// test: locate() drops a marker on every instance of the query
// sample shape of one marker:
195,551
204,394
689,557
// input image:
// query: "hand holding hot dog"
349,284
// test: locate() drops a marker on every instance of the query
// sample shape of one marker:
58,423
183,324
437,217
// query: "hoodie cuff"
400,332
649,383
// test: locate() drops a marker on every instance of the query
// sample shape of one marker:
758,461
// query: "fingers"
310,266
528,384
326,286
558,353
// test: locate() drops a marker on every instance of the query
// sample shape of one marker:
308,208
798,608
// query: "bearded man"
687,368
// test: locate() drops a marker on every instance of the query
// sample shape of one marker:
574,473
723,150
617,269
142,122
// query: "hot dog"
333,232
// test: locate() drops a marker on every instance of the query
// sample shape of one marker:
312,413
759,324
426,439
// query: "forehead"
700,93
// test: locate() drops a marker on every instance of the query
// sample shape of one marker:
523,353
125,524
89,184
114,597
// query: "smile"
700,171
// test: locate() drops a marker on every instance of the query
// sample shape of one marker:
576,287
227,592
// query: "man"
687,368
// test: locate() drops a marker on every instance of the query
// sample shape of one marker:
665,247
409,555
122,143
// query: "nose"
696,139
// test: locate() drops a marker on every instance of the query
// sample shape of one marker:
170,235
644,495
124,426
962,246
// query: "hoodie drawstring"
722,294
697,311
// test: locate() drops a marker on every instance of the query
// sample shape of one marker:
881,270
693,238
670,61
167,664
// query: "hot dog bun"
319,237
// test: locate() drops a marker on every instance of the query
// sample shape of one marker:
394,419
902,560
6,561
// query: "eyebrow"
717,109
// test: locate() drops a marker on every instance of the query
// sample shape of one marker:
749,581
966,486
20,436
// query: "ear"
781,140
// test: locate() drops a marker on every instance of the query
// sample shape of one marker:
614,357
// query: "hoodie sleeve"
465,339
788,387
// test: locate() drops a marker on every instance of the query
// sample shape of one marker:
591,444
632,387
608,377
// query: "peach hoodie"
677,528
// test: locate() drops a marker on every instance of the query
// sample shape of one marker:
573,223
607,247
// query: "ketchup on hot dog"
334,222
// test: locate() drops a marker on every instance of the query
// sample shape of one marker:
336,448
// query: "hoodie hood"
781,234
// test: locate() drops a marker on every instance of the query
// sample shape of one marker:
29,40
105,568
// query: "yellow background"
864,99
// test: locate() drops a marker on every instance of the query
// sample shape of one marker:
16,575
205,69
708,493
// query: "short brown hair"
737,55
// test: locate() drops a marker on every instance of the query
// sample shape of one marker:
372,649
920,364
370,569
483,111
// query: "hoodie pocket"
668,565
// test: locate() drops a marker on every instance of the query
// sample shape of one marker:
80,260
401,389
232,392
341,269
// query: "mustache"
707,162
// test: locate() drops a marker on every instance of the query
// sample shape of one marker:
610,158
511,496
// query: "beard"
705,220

■ ■ ■ ■ ■ ■ ■

_REQUIRED ACTION_.
Write out every entry again so that each line matches the original exactly.

_COMPLETED TASK_.
// test: locate() drops a marker on every instance of the query
// sample shape of one marker:
195,551
204,394
689,557
// input image:
// query: "hand holding hot dog"
349,284
// test: locate() drops a marker on every instance of the query
// sample shape of one marker:
58,423
183,324
437,217
// query: "hoodie cuff"
400,332
649,383
// test: locate() drops a marker on every instance of the query
// sample shape of one marker:
758,461
// query: "fingers"
310,266
528,384
326,286
558,353
// test: locate() drops a marker on every instance of the query
// sample shape of one marker:
308,208
798,608
// query: "bearded man"
687,368
// test: locate() drops a marker on every instance of the query
// sample shape of one marker:
574,473
723,150
617,269
142,122
// query: "hot dog"
333,232
// test: locate() drops a marker on every instance of the query
// sample shape of one marker:
312,413
759,324
426,439
// query: "forehead"
700,93
// test: locate() drops a marker on every instance of the query
// sample shape of one marker:
523,353
125,524
89,184
114,597
// query: "smile"
700,171
// test: locate() drops a marker on every instance of the query
// sample shape of one marker:
576,287
227,592
// query: "man"
687,368
// test: locate() drops a marker on every instance of the query
// sample shape of one marker:
665,247
409,555
122,143
// query: "nose"
696,139
// test: locate() drops a marker on every instance of the query
// sample shape of one marker:
170,235
644,495
124,426
962,246
// query: "hoodie drawstring"
722,294
697,311
// test: locate() drops a marker on every instance of the query
// sample shape of one marker:
881,270
693,238
670,61
167,664
// query: "hot dog bun"
319,237
// test: locate() drops a marker on every instance of the query
// sample shape of one marker:
394,419
902,560
6,561
// query: "eyebrow"
717,109
// test: locate() drops a marker on every instance of the query
// sample shape of one marker:
749,581
966,486
20,436
// query: "ear"
781,140
// test: locate() drops a marker on every instance of the query
// sample shape of one marker:
614,357
// query: "hoodie sleeve"
465,339
788,387
// test: locate() drops a marker on every instance of the query
// sample shape of one marker:
591,444
632,387
608,377
// query: "peach hoodie"
677,528
// test: locate() drops a marker on every instance of the query
// sample shape of one marker:
573,223
607,247
// query: "ketchup on hot dog"
334,222
// test: locate() drops a marker on every instance of the query
// sample shape of one marker:
336,448
// query: "hoodie hood"
781,234
// test: locate() drops a marker on every instance of the query
// sample shape of one marker:
29,40
105,568
// query: "yellow background"
864,99
// test: locate() drops a marker on every instance of the query
// sample shape of one marker:
16,575
205,69
708,493
// query: "short brown hair"
737,55
// test: locate() drops a marker on every instance of the query
// sample shape of one marker:
372,649
920,364
370,569
483,111
// query: "hoodie pocket"
668,565
// test: locate() drops a marker on every instance of the query
// sample shape of one marker:
80,260
401,389
232,392
341,269
// query: "mustache"
707,162
// test: locate() drops a marker on every instance of the query
// sample shape of one marker:
610,158
511,496
// query: "beard"
705,220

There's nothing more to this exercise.